Exercise details: Output exactly the lines below, starting with the line that has "Target: man's right hand" and going on through the line that has "Q: Point to the neck", both included, and no other lines.

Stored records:
=== Section Start ===

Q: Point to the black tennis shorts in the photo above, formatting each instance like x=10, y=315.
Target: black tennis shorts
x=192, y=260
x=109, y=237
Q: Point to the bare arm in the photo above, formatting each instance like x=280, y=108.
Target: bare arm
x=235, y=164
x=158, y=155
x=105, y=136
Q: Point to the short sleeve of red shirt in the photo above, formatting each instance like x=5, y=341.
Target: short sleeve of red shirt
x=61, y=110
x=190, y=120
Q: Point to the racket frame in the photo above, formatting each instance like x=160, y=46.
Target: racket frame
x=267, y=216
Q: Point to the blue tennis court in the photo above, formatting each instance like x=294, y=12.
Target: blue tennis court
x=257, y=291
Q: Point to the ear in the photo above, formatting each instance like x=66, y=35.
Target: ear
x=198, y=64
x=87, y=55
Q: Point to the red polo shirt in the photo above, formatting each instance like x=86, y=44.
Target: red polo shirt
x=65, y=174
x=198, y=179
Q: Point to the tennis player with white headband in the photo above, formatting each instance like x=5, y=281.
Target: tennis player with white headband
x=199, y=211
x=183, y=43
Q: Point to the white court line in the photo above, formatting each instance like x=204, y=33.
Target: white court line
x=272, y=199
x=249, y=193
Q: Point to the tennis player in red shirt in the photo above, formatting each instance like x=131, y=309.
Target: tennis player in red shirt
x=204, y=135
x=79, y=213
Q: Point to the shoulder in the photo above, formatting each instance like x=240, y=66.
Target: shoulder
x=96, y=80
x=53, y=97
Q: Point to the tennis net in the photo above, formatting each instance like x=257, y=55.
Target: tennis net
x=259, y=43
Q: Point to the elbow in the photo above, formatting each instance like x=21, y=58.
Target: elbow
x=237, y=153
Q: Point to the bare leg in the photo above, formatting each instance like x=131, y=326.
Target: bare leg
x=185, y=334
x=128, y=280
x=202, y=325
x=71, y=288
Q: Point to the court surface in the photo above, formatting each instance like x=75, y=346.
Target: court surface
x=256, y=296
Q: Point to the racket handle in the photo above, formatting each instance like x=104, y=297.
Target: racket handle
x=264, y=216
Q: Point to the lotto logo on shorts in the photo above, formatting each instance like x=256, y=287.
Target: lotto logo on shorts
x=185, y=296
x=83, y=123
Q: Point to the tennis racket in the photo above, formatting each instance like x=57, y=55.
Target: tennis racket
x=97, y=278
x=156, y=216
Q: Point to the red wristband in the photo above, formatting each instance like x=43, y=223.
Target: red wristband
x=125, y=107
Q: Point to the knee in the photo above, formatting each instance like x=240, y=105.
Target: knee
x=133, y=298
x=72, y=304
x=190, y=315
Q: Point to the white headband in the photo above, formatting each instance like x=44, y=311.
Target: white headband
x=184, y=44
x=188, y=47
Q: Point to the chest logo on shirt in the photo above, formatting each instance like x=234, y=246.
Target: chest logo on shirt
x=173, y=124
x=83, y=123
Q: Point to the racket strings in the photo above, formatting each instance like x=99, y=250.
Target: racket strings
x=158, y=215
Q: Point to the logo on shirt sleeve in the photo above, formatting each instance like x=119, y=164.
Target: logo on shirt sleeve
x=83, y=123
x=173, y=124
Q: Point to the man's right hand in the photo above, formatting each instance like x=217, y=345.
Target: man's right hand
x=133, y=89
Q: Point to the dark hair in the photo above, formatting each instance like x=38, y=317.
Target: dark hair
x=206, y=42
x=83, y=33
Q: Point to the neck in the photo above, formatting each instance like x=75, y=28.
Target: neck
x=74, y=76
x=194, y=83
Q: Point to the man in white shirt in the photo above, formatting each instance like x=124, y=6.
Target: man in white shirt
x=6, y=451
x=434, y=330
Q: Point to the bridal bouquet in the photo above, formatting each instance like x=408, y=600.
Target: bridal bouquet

=== Section End ===

Solution to the problem:
Target: man's right hand
x=133, y=89
Q: Point to the dark hair in the photo above, formatting each instance like x=38, y=317.
Target: dark hair
x=206, y=42
x=83, y=33
Q: Point to the neck in the photo above, formatting each instance like x=75, y=28.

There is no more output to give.